** EXERCISE DIRECTIONS **
In the stretch of the listing below from the line containing "find the white" through the line containing "[78, 387, 320, 486]", swap "shrub" for "bush" and write those lines out again with nothing else altered.
+++++
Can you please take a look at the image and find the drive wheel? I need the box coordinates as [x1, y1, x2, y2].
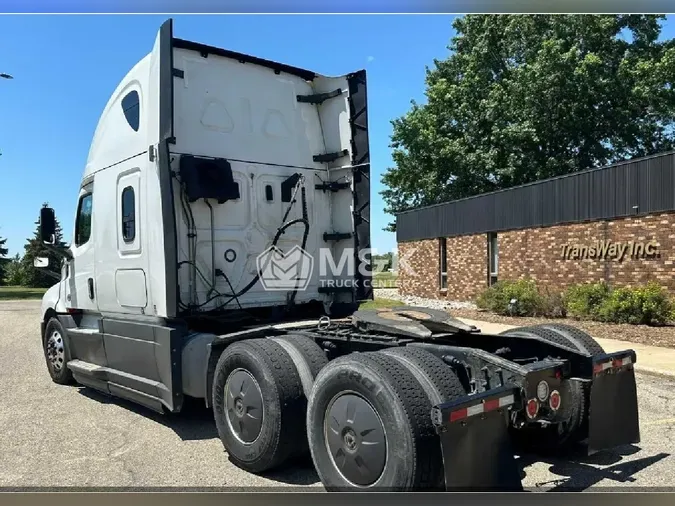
[307, 353, 443, 491]
[212, 339, 307, 473]
[42, 318, 74, 385]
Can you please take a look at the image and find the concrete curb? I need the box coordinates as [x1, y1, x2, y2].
[459, 318, 675, 380]
[629, 364, 675, 379]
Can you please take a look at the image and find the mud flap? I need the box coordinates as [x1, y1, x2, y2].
[588, 350, 640, 455]
[432, 385, 523, 492]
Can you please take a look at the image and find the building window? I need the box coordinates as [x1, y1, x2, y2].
[122, 186, 136, 242]
[438, 237, 448, 290]
[488, 233, 499, 286]
[75, 193, 93, 246]
[122, 90, 141, 132]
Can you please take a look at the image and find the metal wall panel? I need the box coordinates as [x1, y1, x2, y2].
[396, 152, 675, 242]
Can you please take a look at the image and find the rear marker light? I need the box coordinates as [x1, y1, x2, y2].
[548, 390, 560, 411]
[593, 357, 633, 374]
[450, 395, 515, 422]
[525, 399, 539, 418]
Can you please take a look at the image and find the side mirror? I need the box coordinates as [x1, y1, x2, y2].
[36, 207, 56, 244]
[33, 257, 49, 269]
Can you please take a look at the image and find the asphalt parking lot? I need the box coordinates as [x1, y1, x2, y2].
[0, 301, 675, 491]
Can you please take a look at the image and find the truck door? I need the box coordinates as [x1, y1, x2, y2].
[65, 182, 106, 366]
[66, 183, 98, 313]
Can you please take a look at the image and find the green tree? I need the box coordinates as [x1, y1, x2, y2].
[21, 203, 66, 288]
[381, 15, 675, 230]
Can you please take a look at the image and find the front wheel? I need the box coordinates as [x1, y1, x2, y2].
[42, 318, 73, 385]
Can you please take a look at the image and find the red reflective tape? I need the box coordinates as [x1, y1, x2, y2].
[483, 399, 499, 411]
[450, 408, 467, 422]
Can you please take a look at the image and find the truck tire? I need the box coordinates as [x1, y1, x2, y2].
[307, 352, 443, 491]
[272, 334, 328, 457]
[212, 338, 307, 473]
[380, 347, 467, 406]
[502, 323, 604, 453]
[42, 318, 75, 385]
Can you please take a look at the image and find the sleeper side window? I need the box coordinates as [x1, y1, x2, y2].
[122, 90, 141, 132]
[122, 186, 136, 243]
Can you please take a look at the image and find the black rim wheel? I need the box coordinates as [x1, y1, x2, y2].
[225, 369, 264, 444]
[324, 393, 387, 487]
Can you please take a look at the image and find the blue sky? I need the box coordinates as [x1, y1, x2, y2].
[0, 16, 452, 255]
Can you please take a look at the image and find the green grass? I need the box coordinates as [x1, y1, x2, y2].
[373, 272, 398, 288]
[0, 286, 47, 300]
[359, 298, 405, 309]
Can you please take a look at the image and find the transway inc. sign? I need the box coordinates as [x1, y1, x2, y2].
[562, 241, 659, 262]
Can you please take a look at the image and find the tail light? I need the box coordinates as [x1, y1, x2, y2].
[548, 390, 561, 411]
[525, 399, 539, 418]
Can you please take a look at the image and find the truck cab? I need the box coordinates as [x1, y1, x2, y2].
[34, 20, 639, 491]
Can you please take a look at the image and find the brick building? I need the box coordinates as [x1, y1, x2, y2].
[396, 152, 675, 301]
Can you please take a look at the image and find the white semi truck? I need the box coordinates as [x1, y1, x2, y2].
[34, 20, 639, 490]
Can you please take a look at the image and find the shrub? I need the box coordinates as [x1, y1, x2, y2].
[564, 282, 610, 319]
[598, 283, 675, 325]
[476, 279, 544, 316]
[541, 287, 567, 318]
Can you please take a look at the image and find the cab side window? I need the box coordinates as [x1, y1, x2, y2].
[75, 193, 93, 246]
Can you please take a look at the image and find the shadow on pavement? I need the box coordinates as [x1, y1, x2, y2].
[519, 445, 670, 492]
[78, 387, 218, 441]
[78, 387, 320, 486]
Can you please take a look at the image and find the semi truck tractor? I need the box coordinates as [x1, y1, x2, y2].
[34, 20, 640, 491]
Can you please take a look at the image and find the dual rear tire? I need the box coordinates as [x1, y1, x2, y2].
[213, 335, 465, 491]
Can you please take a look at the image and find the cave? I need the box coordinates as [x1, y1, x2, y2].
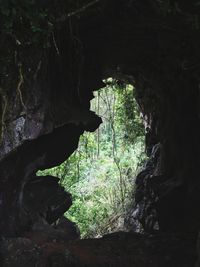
[0, 0, 200, 267]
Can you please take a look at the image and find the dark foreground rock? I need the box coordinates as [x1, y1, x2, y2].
[1, 232, 197, 267]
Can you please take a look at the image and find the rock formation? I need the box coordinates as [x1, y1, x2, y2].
[0, 0, 200, 267]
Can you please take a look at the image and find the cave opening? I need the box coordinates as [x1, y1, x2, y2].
[38, 78, 146, 238]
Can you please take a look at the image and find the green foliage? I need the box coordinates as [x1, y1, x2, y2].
[38, 81, 145, 237]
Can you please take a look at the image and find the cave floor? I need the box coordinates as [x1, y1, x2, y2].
[0, 232, 196, 267]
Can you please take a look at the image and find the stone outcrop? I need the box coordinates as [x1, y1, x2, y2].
[0, 0, 200, 267]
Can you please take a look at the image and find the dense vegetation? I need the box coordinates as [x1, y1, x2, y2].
[40, 80, 145, 237]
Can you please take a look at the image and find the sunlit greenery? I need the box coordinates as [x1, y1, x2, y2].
[40, 80, 145, 237]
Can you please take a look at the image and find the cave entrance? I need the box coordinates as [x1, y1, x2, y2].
[39, 78, 145, 238]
+++++
** TASK OUTPUT **
Can you please take a look at the image and find the white semi truck? I need the box coordinates as [x1, y1, x2, y2].
[34, 20, 639, 490]
Can you please take a look at the image and find the bush? I need the box coordinates as [x1, y1, x2, y2].
[564, 282, 610, 319]
[598, 283, 675, 325]
[476, 279, 544, 316]
[541, 287, 567, 318]
Can you please take a look at the image and find the cab side window? I need the box coordinates as [x1, y1, x2, y2].
[75, 193, 93, 246]
Can you please take a look at the image and find the shadow on pavement? I need the box coordinates as [x1, y1, x2, y2].
[519, 445, 670, 492]
[78, 387, 218, 441]
[78, 387, 320, 486]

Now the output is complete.